Required work:
Line tally for the word "sill": count the lines below that contain it and reply with the number alone.

Data for processing:
──────────
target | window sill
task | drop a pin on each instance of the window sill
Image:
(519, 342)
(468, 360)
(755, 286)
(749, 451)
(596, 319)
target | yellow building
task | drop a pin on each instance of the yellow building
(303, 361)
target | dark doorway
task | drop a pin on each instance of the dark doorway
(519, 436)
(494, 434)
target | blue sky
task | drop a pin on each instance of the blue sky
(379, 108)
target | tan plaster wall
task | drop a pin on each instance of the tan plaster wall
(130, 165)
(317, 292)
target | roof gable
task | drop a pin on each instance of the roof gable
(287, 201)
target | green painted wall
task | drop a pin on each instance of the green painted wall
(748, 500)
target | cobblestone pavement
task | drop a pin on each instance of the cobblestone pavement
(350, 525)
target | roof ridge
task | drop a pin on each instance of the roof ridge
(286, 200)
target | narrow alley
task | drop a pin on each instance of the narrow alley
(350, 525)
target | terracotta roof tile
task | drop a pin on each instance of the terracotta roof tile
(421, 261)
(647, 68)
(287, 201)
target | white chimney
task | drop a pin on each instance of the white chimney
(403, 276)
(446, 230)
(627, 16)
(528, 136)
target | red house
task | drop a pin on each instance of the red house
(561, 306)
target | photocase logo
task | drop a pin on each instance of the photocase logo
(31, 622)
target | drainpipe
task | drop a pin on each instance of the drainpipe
──────────
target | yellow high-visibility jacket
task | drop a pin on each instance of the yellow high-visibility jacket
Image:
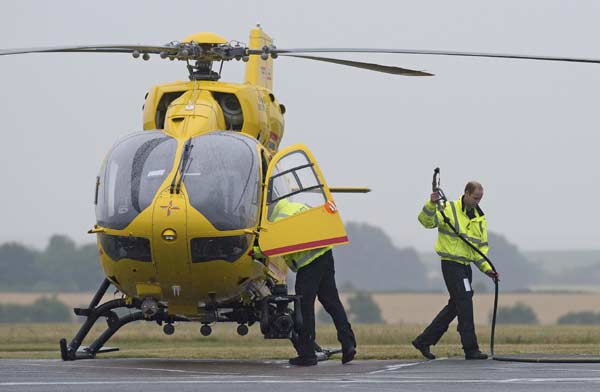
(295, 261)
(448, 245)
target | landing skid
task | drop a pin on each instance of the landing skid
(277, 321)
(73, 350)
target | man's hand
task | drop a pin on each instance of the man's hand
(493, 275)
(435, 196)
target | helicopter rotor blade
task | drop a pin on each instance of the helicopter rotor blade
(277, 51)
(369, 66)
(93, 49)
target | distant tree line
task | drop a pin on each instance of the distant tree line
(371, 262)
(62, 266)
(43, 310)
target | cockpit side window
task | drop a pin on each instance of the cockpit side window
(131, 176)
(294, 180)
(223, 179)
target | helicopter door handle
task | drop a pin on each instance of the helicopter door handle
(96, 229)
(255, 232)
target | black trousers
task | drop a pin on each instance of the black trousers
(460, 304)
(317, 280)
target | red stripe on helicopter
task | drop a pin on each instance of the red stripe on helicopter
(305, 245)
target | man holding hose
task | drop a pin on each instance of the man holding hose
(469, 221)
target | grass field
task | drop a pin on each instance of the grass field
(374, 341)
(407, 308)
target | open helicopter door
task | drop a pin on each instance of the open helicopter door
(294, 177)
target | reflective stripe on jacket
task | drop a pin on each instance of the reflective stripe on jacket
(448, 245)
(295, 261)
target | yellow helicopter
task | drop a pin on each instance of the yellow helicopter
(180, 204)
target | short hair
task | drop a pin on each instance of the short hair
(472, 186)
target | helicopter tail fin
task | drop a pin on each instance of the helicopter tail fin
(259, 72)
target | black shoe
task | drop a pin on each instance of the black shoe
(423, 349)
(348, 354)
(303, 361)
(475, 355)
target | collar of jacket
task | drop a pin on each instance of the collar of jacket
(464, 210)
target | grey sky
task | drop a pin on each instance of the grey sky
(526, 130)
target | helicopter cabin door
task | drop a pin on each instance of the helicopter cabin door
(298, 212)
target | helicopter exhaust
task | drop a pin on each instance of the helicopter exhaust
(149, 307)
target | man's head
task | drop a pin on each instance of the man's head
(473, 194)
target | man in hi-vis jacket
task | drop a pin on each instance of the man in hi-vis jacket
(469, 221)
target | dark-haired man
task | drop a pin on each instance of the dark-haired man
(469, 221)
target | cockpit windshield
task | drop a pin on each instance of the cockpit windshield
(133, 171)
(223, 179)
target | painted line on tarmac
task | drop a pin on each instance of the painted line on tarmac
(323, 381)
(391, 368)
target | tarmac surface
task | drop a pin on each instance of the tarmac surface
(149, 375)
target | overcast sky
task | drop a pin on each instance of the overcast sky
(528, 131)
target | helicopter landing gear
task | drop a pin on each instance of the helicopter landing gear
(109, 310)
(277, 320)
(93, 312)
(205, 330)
──────────
Answer to this problem:
2